Task inputs
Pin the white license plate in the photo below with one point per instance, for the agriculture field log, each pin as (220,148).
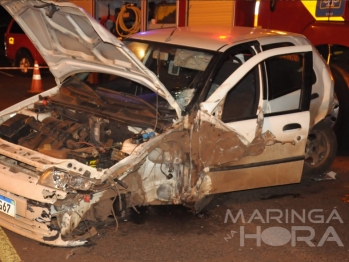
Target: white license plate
(7,206)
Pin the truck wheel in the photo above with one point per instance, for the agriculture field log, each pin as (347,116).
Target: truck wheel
(341,112)
(24,60)
(320,150)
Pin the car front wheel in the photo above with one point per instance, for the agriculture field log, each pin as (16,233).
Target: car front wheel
(320,150)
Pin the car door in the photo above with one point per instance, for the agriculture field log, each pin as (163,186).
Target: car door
(252,130)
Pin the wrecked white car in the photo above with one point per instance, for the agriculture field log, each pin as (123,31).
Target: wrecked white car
(186,114)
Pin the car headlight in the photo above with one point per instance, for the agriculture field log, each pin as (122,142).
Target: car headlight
(62,179)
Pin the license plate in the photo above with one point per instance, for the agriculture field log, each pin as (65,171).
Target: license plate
(7,206)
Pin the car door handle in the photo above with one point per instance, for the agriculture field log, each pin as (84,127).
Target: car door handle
(291,126)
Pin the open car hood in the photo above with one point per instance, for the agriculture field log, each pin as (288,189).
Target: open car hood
(71,41)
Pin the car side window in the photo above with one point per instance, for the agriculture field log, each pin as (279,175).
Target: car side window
(285,82)
(242,101)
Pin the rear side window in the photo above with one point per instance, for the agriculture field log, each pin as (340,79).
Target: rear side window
(285,74)
(16,29)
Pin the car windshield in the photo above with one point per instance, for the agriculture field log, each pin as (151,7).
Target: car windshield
(180,69)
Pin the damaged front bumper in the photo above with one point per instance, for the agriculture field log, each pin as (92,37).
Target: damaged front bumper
(45,214)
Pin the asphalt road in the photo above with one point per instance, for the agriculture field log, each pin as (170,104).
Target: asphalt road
(301,222)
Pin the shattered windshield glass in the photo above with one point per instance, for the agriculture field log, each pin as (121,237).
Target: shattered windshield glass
(179,68)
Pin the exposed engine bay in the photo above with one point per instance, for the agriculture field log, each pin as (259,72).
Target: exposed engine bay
(72,125)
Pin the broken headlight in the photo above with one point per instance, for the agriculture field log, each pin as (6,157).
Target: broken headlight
(62,179)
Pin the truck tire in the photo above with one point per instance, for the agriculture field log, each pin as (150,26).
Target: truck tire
(341,114)
(24,60)
(321,149)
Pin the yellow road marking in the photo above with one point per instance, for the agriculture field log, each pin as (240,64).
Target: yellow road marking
(7,251)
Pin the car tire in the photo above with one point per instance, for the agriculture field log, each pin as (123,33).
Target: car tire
(321,149)
(341,88)
(24,59)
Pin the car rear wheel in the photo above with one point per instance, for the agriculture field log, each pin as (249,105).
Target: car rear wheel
(340,125)
(320,150)
(25,61)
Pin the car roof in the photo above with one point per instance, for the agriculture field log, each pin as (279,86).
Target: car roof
(207,37)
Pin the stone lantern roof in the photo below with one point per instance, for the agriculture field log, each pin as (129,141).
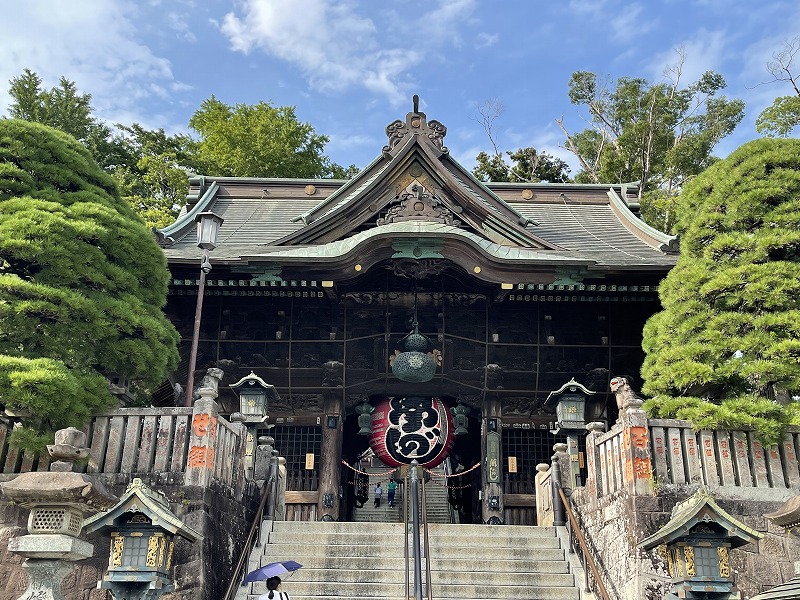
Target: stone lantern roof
(139,498)
(701,509)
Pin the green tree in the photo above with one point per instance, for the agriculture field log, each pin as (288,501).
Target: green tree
(527,165)
(725,350)
(259,140)
(152,171)
(783,115)
(64,108)
(660,135)
(82,284)
(150,166)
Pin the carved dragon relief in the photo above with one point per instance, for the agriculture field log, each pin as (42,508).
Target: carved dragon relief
(415,203)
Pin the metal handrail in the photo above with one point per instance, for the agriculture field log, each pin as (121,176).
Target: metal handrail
(587,556)
(426,542)
(406,500)
(255,527)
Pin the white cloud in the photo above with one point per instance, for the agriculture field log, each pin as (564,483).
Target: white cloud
(629,25)
(90,42)
(337,49)
(484,40)
(587,7)
(178,23)
(706,51)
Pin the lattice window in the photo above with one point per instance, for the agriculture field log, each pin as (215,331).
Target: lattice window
(134,552)
(706,561)
(529,447)
(55,520)
(295,444)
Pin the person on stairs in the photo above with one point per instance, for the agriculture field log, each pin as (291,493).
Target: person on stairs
(273,583)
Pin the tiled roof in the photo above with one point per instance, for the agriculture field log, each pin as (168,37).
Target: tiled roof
(584,227)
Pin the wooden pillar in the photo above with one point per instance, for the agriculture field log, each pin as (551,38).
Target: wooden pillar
(492,472)
(332,435)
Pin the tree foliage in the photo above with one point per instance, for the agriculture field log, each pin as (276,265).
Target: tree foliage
(527,166)
(82,284)
(62,107)
(258,140)
(660,135)
(725,349)
(152,173)
(783,115)
(151,167)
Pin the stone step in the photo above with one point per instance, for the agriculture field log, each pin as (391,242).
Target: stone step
(468,562)
(518,591)
(289,551)
(396,539)
(446,577)
(535,565)
(435,529)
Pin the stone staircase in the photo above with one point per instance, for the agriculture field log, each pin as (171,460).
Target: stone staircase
(437,507)
(354,561)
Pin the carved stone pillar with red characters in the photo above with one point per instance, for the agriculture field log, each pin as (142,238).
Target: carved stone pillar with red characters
(636,456)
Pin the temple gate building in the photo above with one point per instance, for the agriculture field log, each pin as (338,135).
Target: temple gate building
(417,295)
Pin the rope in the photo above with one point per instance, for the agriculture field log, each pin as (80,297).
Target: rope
(379,474)
(459,474)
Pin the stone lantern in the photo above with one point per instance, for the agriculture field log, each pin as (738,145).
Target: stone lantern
(695,544)
(364,410)
(57,501)
(460,414)
(142,530)
(788,517)
(254,397)
(570,400)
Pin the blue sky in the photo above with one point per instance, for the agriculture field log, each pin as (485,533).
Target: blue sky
(351,67)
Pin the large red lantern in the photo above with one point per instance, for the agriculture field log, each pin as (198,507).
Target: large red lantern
(411,428)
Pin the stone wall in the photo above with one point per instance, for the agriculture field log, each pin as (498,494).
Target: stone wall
(201,570)
(619,520)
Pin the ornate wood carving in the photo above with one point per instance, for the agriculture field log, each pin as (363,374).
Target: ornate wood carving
(415,204)
(418,269)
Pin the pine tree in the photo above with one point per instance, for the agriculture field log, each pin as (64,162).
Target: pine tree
(82,284)
(725,351)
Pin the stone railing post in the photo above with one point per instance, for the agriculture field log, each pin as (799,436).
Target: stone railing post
(636,455)
(559,469)
(593,477)
(544,495)
(203,435)
(280,491)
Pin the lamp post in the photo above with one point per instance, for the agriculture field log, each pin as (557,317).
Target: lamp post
(207,228)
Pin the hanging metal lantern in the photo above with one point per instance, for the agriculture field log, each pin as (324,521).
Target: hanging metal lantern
(414,365)
(460,418)
(364,411)
(412,428)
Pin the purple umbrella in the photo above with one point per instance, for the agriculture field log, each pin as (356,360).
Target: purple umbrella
(272,570)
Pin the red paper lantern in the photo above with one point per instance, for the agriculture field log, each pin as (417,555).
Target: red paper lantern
(409,428)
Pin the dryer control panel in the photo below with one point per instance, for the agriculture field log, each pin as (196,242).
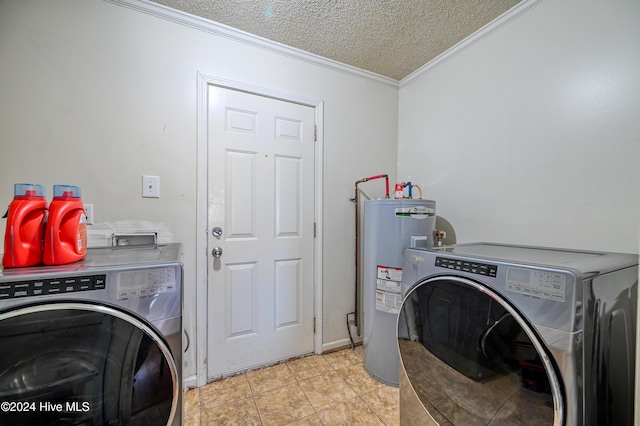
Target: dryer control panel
(40,287)
(146,282)
(467,266)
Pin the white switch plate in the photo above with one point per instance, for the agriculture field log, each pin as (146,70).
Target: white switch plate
(150,186)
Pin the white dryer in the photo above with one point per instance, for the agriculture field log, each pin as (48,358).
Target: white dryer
(492,334)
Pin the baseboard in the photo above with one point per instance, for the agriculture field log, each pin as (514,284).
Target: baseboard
(189,382)
(340,344)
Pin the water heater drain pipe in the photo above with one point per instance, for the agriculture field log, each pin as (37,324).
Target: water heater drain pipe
(356,200)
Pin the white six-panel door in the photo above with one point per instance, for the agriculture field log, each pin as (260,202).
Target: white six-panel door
(261,196)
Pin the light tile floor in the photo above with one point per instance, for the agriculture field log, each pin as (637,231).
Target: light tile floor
(330,389)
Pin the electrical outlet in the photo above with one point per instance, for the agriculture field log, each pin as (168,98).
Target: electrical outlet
(150,186)
(88,209)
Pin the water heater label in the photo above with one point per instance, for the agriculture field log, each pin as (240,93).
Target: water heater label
(389,289)
(544,284)
(417,212)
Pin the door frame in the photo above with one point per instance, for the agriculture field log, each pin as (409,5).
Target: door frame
(202,225)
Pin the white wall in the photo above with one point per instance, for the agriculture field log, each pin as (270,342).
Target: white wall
(96,94)
(532,134)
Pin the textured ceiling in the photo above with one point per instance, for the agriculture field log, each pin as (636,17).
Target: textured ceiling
(392,38)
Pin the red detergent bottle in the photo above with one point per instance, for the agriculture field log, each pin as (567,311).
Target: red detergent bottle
(23,238)
(65,239)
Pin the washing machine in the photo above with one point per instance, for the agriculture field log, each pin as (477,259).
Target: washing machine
(493,334)
(96,342)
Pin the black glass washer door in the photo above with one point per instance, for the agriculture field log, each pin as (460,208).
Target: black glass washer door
(471,358)
(71,363)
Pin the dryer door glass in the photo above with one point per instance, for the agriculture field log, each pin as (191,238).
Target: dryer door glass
(83,364)
(472,360)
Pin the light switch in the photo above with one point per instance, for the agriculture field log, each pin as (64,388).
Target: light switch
(150,186)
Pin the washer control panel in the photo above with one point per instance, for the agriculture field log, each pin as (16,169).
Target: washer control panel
(15,289)
(467,266)
(146,282)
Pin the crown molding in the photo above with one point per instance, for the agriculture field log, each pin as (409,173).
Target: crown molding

Requirement
Would you quote, exactly and only, the lines from the one containing "Pin the textured" to the end of the entries?

Correct result
Pin the textured ceiling in the photo above with one point per instance, for the agriculture field log, each pin as (636,17).
Target: textured ceiling
(392,38)
Pin the red detergent bottle in the photo above with one point per instance, for the agriculture field log, each pin as (567,311).
Target: red detergent bottle
(23,238)
(65,239)
Pin the washing machine in the photo above with one point per instance, for the agriculture field log, each pin as (477,259).
Target: washing machine
(493,334)
(96,342)
Pin the black glass washer door in the photo above with one point per instance, for the agriculture field log, each pin as (460,208).
Target: black glass washer door
(471,358)
(71,363)
Pin the dryer door glass in the photo above with one point per instance, for the agriculture field log, each pin as (191,238).
Target: dryer door glass
(83,364)
(472,360)
Pin the light switch in the photo above with one point per instance, for the agriculture field log, each pin as (64,388).
Target: light switch
(150,186)
Pin the washer control panel in the photo above with one point per instance, for the agriculture field log, each pin as (16,169).
Target: washer control panel
(15,289)
(467,266)
(146,282)
Pin the crown molding in the photo above with one point per instance, for the agriculture field log, each pin as (409,173).
Target: crown molding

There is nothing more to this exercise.